Fig. 1 The experimental TDTS geometry. The field incident on the waveguide, which is made from two parallel polyester films of thickness t and separation h, is polarized along x. In some experiments outer cladding layers of HDPE or a receiver aperture are added, as shown.

Download Full Size | PDF

A 3 THz maximum usable bandwidth TEM₀₀ beam with electric field along the x-axis and a diameter of 7 mm (FWHM) was launched along the z-axis from a 12 mm diameter aspheric silicon collimating lens attached to a hollow core fibre-coupled GaAs photoconductive transmitter so as to excite the fundamental TM₀ core mode of a 13.5 cm long waveguide. Although we only discuss this particular mode here, qualitatively similar behavior is also observed when exciting the TE₀ mode. Knife edges were used to define an input aperture similar in width to the film separation in order to minimize detection of unguided radiation. A fibre-coupled low temperature GaAs photoconductive receiver with a 10 µm long dipole antenna was used for coherent detection. The fibre-coupled apparatus has been described previously [22]. In some experiments a piece of 0.5 mm thick copper clad circuit board pierced by a 200 µm diameter circular aperture was attached to the front of the receiver lens. The receiver assembly was mounted on motorized translation stages and could thus be used to perform spatially resolved coherent detection, typically in a plane less than 100 µm from the output end of each guide. The aperture had an effective low frequency cut-off near 0.2 THz.

Figure 2(a) shows transmitted time domain signals collected without an aperture and with the collection lens centered on the optical axis (i.e. at x = 0) for different film thicknesses of 50 and 100 μm and the same separation of 2.0 mm. In both cases, it can be seen that the guided wave exhibits anomalous dispersion, where the higher frequency signal components travel faster than those at lower frequency, and the sub-ps input pulse broadens by several ps. The spectra of the time domain signals are shown in Fig. 2(b). For the waveguide constructed with 50 μm thick films, a transmission window is visible between approximately 0.7 THz and 2 THz. Core mode guidance appears to break down below 0.6 THz but there is evidence of a weak transmission window at lower frequency which is associated with guiding in the cladding films and discussed further in section 3. In the case of the 100 µm thick films, a loss band associated with resonant transmission through the films is obvious near 2.2 THz.

Material shown ▸

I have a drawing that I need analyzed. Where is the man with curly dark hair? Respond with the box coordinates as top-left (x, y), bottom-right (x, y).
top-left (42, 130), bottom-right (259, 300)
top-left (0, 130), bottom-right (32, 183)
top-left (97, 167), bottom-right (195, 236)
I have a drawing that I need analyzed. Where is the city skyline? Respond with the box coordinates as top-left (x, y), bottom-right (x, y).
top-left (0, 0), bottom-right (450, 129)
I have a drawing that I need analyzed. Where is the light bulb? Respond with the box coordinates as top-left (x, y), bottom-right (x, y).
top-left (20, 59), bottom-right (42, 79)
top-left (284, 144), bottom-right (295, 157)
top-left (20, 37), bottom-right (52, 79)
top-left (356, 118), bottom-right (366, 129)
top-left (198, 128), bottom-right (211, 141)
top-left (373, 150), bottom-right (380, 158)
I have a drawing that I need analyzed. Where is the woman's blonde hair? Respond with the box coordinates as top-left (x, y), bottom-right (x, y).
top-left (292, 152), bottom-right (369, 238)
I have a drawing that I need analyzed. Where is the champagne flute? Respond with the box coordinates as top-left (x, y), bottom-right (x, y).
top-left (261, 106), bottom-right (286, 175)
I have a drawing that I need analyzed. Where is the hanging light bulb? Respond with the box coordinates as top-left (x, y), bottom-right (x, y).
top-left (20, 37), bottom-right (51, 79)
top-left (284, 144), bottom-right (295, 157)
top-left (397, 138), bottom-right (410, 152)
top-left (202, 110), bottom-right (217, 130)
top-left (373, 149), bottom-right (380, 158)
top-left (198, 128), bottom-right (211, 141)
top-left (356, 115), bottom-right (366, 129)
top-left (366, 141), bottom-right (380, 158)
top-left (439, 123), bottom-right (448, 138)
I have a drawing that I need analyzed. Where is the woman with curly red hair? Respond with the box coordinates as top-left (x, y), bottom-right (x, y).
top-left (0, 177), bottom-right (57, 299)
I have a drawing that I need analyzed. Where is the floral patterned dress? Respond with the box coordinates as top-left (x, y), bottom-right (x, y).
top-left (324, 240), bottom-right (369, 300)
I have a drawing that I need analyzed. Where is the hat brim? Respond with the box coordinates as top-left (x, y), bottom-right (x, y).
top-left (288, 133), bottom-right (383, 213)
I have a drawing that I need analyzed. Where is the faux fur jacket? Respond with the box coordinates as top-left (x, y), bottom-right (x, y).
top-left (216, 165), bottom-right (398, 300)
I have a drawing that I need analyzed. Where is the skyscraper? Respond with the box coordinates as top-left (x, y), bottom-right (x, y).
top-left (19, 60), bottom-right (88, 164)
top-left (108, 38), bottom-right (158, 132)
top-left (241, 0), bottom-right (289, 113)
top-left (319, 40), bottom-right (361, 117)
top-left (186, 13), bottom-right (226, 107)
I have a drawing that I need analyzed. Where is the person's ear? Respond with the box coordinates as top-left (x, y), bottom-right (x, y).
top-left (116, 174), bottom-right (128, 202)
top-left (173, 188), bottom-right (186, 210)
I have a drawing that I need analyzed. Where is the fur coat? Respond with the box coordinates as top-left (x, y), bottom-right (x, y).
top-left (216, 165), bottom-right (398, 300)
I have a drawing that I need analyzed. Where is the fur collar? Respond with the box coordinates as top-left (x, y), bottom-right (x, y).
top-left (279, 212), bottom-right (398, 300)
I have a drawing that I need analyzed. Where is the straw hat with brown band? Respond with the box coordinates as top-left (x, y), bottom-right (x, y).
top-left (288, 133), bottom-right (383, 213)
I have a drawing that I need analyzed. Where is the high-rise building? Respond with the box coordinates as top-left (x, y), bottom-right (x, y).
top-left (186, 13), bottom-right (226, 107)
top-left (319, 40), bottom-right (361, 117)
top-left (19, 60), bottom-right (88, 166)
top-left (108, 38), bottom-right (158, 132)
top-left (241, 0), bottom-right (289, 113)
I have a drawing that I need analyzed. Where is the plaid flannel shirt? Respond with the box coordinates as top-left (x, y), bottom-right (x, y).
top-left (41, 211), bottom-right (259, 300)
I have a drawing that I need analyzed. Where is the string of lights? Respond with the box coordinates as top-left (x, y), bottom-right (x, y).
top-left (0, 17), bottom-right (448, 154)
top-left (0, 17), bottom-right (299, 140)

The tasks ▸
A – What is the length of the waveguide in the waveguide excerpt?
B – Retype the part of the waveguide excerpt starting at "Fig. 1 The experimental" and ending at "added, as shown.".
C – List every measurement stated in millimeters in the waveguide excerpt.

Answers for the exercise ▸
A – 13.5 cm

B –
Fig. 1 The experimental TDTS geometry. The field incident on the waveguide, which is made from two parallel polyester films of thickness t and separation h, is polarized along x. In some experiments outer cladding layers of HDPE or a receiver aperture are added, as shown.

C –
7 mm (beam diameter, FWHM)
12 mm (diameter of the aspheric silicon collimating lens)
0.5 mm (thickness of the copper clad circuit board)
2.0 mm (film separation)